Requirement: Your task is to print each record exactly as it reads.

Saved entries:
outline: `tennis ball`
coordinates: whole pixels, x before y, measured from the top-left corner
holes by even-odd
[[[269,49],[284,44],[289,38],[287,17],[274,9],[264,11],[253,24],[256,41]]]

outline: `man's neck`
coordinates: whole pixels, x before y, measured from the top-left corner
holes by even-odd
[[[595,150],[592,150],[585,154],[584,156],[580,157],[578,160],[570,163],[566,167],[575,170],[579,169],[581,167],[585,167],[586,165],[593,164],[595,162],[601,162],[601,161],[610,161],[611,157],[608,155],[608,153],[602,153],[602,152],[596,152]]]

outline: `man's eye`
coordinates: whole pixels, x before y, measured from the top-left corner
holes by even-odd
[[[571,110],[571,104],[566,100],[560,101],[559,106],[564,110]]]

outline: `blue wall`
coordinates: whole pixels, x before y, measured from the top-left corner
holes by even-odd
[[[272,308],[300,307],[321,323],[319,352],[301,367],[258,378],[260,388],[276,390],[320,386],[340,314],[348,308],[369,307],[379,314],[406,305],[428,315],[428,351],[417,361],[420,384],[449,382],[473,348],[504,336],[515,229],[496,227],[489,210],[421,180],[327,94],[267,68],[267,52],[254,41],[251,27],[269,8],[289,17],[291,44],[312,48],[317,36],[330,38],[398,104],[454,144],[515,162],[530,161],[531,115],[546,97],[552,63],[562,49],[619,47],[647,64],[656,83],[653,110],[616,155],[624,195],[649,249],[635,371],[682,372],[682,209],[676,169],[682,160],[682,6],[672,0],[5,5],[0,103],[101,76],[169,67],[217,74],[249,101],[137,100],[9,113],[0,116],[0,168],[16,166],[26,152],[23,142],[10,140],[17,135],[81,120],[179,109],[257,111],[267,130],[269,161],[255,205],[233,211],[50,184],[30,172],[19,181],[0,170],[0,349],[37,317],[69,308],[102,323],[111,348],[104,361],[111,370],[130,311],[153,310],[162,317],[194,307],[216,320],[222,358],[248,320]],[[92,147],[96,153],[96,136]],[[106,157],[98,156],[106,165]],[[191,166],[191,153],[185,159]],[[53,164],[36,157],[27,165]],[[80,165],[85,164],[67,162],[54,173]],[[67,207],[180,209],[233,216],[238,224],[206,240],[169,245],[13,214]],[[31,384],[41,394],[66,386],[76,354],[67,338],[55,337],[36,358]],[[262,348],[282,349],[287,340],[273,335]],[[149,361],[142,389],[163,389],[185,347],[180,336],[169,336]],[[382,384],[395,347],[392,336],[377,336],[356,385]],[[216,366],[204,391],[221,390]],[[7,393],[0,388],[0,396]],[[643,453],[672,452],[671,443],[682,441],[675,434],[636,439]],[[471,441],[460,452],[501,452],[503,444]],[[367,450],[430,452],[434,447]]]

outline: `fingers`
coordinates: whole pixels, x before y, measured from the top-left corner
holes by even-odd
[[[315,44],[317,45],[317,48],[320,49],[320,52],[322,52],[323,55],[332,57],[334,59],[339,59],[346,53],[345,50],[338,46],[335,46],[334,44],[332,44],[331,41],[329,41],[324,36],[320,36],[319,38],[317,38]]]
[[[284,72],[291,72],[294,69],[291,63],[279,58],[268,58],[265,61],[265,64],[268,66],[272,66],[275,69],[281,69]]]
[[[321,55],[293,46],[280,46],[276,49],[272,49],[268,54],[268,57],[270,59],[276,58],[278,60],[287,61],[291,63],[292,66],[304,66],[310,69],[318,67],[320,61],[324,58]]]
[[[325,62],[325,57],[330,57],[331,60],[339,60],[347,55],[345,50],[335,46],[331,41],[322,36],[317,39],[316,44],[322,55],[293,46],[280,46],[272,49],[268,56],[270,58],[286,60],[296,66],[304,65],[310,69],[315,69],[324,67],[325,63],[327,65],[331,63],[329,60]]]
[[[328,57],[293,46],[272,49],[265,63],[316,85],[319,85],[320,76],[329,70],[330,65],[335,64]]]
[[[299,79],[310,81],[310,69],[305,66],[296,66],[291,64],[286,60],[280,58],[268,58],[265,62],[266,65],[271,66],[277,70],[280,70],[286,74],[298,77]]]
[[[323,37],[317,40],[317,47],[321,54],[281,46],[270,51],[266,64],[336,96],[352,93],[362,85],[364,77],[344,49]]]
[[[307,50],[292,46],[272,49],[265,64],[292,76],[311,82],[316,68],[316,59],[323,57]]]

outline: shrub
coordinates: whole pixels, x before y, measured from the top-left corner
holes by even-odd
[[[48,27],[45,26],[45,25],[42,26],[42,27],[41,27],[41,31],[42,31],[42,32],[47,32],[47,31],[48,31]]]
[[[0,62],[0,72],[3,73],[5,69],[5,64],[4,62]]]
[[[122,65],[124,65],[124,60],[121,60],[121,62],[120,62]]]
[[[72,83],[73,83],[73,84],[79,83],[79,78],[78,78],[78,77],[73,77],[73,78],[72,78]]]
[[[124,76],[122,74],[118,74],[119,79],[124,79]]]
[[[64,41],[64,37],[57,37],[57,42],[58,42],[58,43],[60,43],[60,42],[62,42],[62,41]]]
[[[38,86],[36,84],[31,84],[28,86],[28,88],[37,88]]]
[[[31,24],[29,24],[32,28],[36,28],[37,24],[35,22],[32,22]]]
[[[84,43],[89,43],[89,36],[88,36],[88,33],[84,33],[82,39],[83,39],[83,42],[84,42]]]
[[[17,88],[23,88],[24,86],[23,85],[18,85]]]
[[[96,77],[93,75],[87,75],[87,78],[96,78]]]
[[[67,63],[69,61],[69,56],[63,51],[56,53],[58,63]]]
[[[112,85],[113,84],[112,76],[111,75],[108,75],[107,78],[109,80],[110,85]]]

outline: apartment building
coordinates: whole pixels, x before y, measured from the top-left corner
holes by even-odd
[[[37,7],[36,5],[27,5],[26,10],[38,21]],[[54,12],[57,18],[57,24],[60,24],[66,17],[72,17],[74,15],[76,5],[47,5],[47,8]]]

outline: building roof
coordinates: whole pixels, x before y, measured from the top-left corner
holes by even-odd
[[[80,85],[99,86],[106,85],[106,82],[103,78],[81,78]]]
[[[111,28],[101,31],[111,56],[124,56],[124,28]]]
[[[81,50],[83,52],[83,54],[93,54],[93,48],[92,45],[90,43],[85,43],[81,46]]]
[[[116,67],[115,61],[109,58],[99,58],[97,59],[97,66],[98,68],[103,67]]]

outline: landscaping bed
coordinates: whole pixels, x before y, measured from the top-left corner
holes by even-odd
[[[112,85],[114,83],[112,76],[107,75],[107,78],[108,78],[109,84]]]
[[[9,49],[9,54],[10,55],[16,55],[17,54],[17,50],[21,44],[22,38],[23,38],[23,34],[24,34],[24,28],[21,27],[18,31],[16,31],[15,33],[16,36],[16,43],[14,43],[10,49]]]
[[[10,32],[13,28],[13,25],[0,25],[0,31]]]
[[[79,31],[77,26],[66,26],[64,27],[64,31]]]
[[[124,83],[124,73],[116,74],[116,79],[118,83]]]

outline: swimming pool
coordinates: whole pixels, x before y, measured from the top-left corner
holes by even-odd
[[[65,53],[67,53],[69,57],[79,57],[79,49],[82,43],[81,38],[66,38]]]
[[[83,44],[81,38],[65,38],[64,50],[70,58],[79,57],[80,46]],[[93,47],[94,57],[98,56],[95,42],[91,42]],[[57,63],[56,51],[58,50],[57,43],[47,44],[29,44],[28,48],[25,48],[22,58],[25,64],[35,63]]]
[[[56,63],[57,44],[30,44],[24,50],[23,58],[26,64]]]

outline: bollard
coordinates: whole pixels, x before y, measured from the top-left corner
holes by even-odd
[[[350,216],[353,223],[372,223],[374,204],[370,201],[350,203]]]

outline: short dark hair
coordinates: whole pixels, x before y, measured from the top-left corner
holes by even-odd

Answer section:
outline: `tennis ball`
coordinates: whole pixels, x before y, measured from the top-left corner
holes by even-odd
[[[269,49],[284,44],[289,38],[287,17],[274,9],[264,11],[253,24],[256,41]]]

outline: `man's neck`
coordinates: whole pixels, x before y, measured from the top-left corner
holes by even-odd
[[[595,150],[592,150],[585,154],[584,156],[580,157],[578,160],[570,163],[566,167],[575,170],[579,169],[581,167],[585,167],[586,165],[593,164],[595,162],[601,162],[601,161],[610,161],[611,157],[608,155],[608,153],[602,153],[602,152],[596,152]]]

outline: `man's eye`
coordinates: whole pixels, x before y, measured from the top-left corner
holes by even-odd
[[[571,110],[571,104],[566,100],[560,101],[559,106],[564,110]]]

outline: `blue wall`
coordinates: whole pixels, x before y, measured from the top-left corner
holes by even-odd
[[[272,308],[300,307],[321,323],[319,352],[301,367],[258,378],[260,388],[276,390],[320,386],[340,314],[348,308],[369,307],[379,314],[406,305],[428,315],[428,351],[417,361],[420,384],[449,382],[473,348],[504,336],[515,229],[496,227],[489,210],[421,180],[327,94],[267,68],[267,52],[254,41],[251,27],[269,8],[289,17],[291,44],[312,48],[317,36],[330,38],[398,104],[454,144],[515,162],[530,161],[531,115],[546,97],[552,63],[562,49],[619,47],[647,64],[656,83],[653,110],[616,155],[624,195],[649,249],[635,371],[682,372],[682,209],[676,169],[682,160],[682,6],[672,0],[5,5],[0,103],[101,76],[169,67],[217,74],[249,101],[137,100],[9,113],[0,116],[0,168],[16,166],[26,152],[23,142],[10,140],[17,135],[81,120],[179,109],[257,111],[267,130],[269,161],[255,205],[233,211],[50,184],[30,172],[19,181],[0,170],[0,349],[37,317],[69,308],[102,323],[111,348],[104,361],[111,370],[130,311],[153,310],[162,317],[194,307],[216,320],[222,358],[248,320]],[[92,147],[96,153],[96,136]],[[106,157],[98,156],[106,165]],[[191,166],[191,153],[185,159]],[[53,164],[36,157],[27,165]],[[80,165],[85,164],[67,162],[54,173]],[[67,207],[180,209],[233,216],[238,224],[206,240],[169,245],[13,214]],[[31,384],[41,394],[66,386],[76,354],[67,338],[55,337],[36,358]],[[262,348],[282,349],[287,340],[273,335]],[[149,361],[142,389],[163,389],[185,347],[180,336],[169,336]],[[382,384],[395,347],[392,336],[377,336],[356,385]],[[216,366],[204,391],[221,390]],[[7,393],[0,388],[0,396]],[[643,453],[672,452],[671,443],[682,441],[675,434],[636,439]],[[471,441],[460,452],[501,452],[503,444]],[[367,450],[430,452],[434,447]]]

outline: `fingers`
coordinates: whole pixels, x before y, measured from the top-left corner
holes by even-odd
[[[315,44],[317,45],[317,48],[320,49],[320,52],[322,52],[323,55],[332,57],[334,59],[339,59],[346,53],[345,50],[338,46],[335,46],[334,44],[332,44],[331,41],[329,41],[324,36],[320,36],[319,38],[317,38]]]
[[[284,72],[291,72],[294,69],[291,63],[279,58],[268,58],[265,61],[265,64],[268,66],[272,66],[275,69],[281,69]]]
[[[321,55],[293,46],[280,46],[276,49],[272,49],[268,54],[268,57],[270,59],[276,58],[278,60],[287,61],[291,63],[292,66],[304,66],[310,69],[318,67],[320,61],[324,58]]]
[[[325,62],[325,57],[330,57],[331,60],[339,60],[347,55],[345,50],[335,46],[331,41],[322,36],[317,39],[316,44],[322,55],[293,46],[280,46],[272,49],[268,56],[270,58],[286,60],[296,66],[304,65],[310,69],[315,69],[324,67],[325,63],[327,65],[331,63],[329,60]]]
[[[328,57],[293,46],[272,49],[265,63],[316,85],[319,85],[320,76],[329,70],[330,65],[335,64]]]
[[[299,79],[310,81],[310,69],[305,66],[296,66],[291,64],[286,60],[280,58],[268,58],[265,62],[266,65],[271,66],[277,70],[280,70],[286,74],[298,77]]]
[[[323,37],[317,40],[317,47],[321,54],[281,46],[270,51],[266,64],[336,96],[352,93],[362,85],[364,77],[344,49]]]
[[[307,50],[292,46],[272,49],[265,64],[292,76],[311,82],[316,68],[316,59],[323,57]]]

outline: shrub
coordinates: whole pixels, x before y, measured from the top-left corner
holes by even-odd
[[[48,27],[45,26],[45,25],[42,26],[42,27],[41,27],[41,31],[42,31],[42,32],[47,32],[47,31],[48,31]]]
[[[0,62],[0,72],[3,73],[5,69],[5,64],[4,62]]]
[[[122,65],[124,65],[124,60],[121,60],[121,62],[120,62]]]
[[[72,83],[73,83],[73,84],[79,83],[79,78],[78,78],[78,77],[73,77],[73,78],[72,78]]]
[[[124,76],[122,74],[118,74],[119,79],[124,79]]]
[[[64,41],[64,37],[57,37],[57,42],[58,42],[58,43],[60,43],[60,42],[62,42],[62,41]]]
[[[38,86],[36,84],[31,84],[28,86],[28,88],[37,88]]]
[[[31,24],[29,24],[32,28],[36,28],[37,24],[35,22],[32,22]]]
[[[84,43],[89,43],[89,36],[88,36],[88,33],[84,33],[82,39],[83,39],[83,42],[84,42]]]
[[[17,88],[23,88],[24,86],[23,85],[18,85]]]
[[[96,77],[93,75],[87,75],[87,78],[96,78]]]
[[[67,63],[69,61],[69,56],[63,51],[56,53],[58,63]]]
[[[112,85],[113,84],[112,76],[111,75],[108,75],[107,78],[109,80],[110,85]]]

outline: apartment building
coordinates: whole pixels, x before y, measured from the top-left corner
holes by even-odd
[[[37,7],[36,5],[27,5],[26,10],[38,21]],[[54,12],[57,18],[57,24],[60,24],[66,17],[72,17],[74,15],[76,5],[47,5],[47,8]]]

outline: building roof
coordinates: whole pixels, x before y, measured from the top-left corner
holes by even-odd
[[[80,85],[99,86],[106,85],[106,82],[103,78],[81,78]]]
[[[111,28],[101,31],[111,56],[124,56],[124,28]]]
[[[81,50],[83,52],[83,54],[93,54],[93,48],[92,45],[90,43],[85,43],[81,46]]]
[[[116,67],[115,61],[109,58],[99,58],[97,59],[97,66],[98,68],[103,67]]]

outline: landscaping bed
coordinates: whole pixels, x before y, measured from the top-left corner
holes by even-odd
[[[112,85],[114,83],[112,76],[107,75],[107,78],[108,78],[109,84]]]
[[[9,49],[9,54],[10,55],[16,55],[17,54],[17,50],[21,44],[22,38],[23,38],[23,34],[24,34],[24,28],[21,27],[18,31],[16,31],[15,33],[16,36],[16,43],[14,43],[10,49]]]
[[[10,32],[13,28],[13,25],[0,25],[0,31]]]
[[[79,31],[77,26],[66,26],[64,27],[64,31]]]
[[[124,83],[124,73],[116,74],[116,79],[118,83]]]

outline: swimming pool
coordinates: whole pixels, x before y, measured from the top-left corner
holes by even-odd
[[[65,53],[67,53],[69,57],[79,57],[79,49],[82,43],[81,38],[66,38]]]
[[[83,44],[81,38],[65,38],[64,50],[70,58],[79,57],[80,46]],[[93,47],[94,57],[98,56],[95,42],[91,42]],[[57,63],[56,51],[58,50],[57,43],[47,44],[29,44],[28,48],[25,48],[22,58],[25,64],[35,63]]]
[[[56,63],[57,44],[30,44],[24,50],[23,58],[26,64]]]

outline: bollard
coordinates: whole pixels, x before y, measured from the top-left corner
holes by even-odd
[[[350,216],[353,223],[372,223],[374,204],[370,201],[350,203]]]

outline: short dark hair
coordinates: whole pixels, x before y, measured from the top-left corner
holes by even-odd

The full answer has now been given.